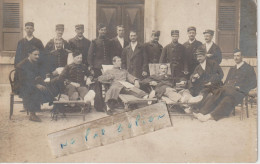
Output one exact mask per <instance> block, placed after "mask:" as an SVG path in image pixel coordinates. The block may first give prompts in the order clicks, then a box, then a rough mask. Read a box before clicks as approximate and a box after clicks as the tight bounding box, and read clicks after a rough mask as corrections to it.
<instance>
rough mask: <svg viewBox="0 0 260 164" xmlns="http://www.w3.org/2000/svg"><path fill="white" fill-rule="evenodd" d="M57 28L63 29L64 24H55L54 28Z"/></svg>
mask: <svg viewBox="0 0 260 164" xmlns="http://www.w3.org/2000/svg"><path fill="white" fill-rule="evenodd" d="M57 29H64V24H57V25H56V30H57Z"/></svg>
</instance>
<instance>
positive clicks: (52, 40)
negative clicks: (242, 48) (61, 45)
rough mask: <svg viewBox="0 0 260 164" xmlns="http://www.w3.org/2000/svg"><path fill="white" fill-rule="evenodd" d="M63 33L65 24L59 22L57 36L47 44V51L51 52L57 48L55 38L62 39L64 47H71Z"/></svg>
mask: <svg viewBox="0 0 260 164" xmlns="http://www.w3.org/2000/svg"><path fill="white" fill-rule="evenodd" d="M63 33H64V24H57V25H56V36H55V37H54V38H53V39H51V40H50V41H49V42H48V43H47V44H46V46H45V50H46V51H47V52H51V51H52V50H55V49H57V48H56V46H55V43H54V40H55V39H61V40H62V41H63V49H69V44H68V42H67V41H66V40H64V39H63V38H62V35H63Z"/></svg>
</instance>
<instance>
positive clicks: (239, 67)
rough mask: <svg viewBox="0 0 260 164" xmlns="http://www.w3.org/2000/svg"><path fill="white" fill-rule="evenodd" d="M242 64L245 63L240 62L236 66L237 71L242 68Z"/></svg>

══════════

» Goal of the exercise
The entries above are to be printed again word for word, with every picture removed.

» Solution below
Output one exact mask per <instance> block, placed after "mask:" as an SVG path in image pixel coordinates. The block may first give prompts in the order clicks, then a box, then a rough mask. Read a box before clicks as approximate and a box after clicks as the tight bounding box, and read clicks after a rough mask as corrections to it.
<instance>
rough mask: <svg viewBox="0 0 260 164" xmlns="http://www.w3.org/2000/svg"><path fill="white" fill-rule="evenodd" d="M57 28L63 29L64 24H55L54 28Z"/></svg>
mask: <svg viewBox="0 0 260 164" xmlns="http://www.w3.org/2000/svg"><path fill="white" fill-rule="evenodd" d="M57 29H64V24H57V25H56V30H57Z"/></svg>
</instance>
<instance>
positive clicks: (52, 40)
negative clicks: (242, 48) (61, 45)
rough mask: <svg viewBox="0 0 260 164" xmlns="http://www.w3.org/2000/svg"><path fill="white" fill-rule="evenodd" d="M63 33L65 24L59 22L57 36L47 44V51L51 52L57 48L55 38L62 39L64 47H71Z"/></svg>
mask: <svg viewBox="0 0 260 164" xmlns="http://www.w3.org/2000/svg"><path fill="white" fill-rule="evenodd" d="M63 33H64V24H57V25H56V36H55V37H54V38H53V39H51V40H50V41H49V42H48V43H47V44H46V46H45V50H46V51H47V52H51V51H52V50H55V49H57V48H56V46H55V43H54V40H55V39H61V40H62V41H63V49H69V44H68V42H67V41H66V40H64V39H63V38H62V35H63Z"/></svg>
</instance>
<instance>
positive clicks: (239, 67)
rough mask: <svg viewBox="0 0 260 164" xmlns="http://www.w3.org/2000/svg"><path fill="white" fill-rule="evenodd" d="M242 64L245 63L240 62L236 66L237 71L242 68Z"/></svg>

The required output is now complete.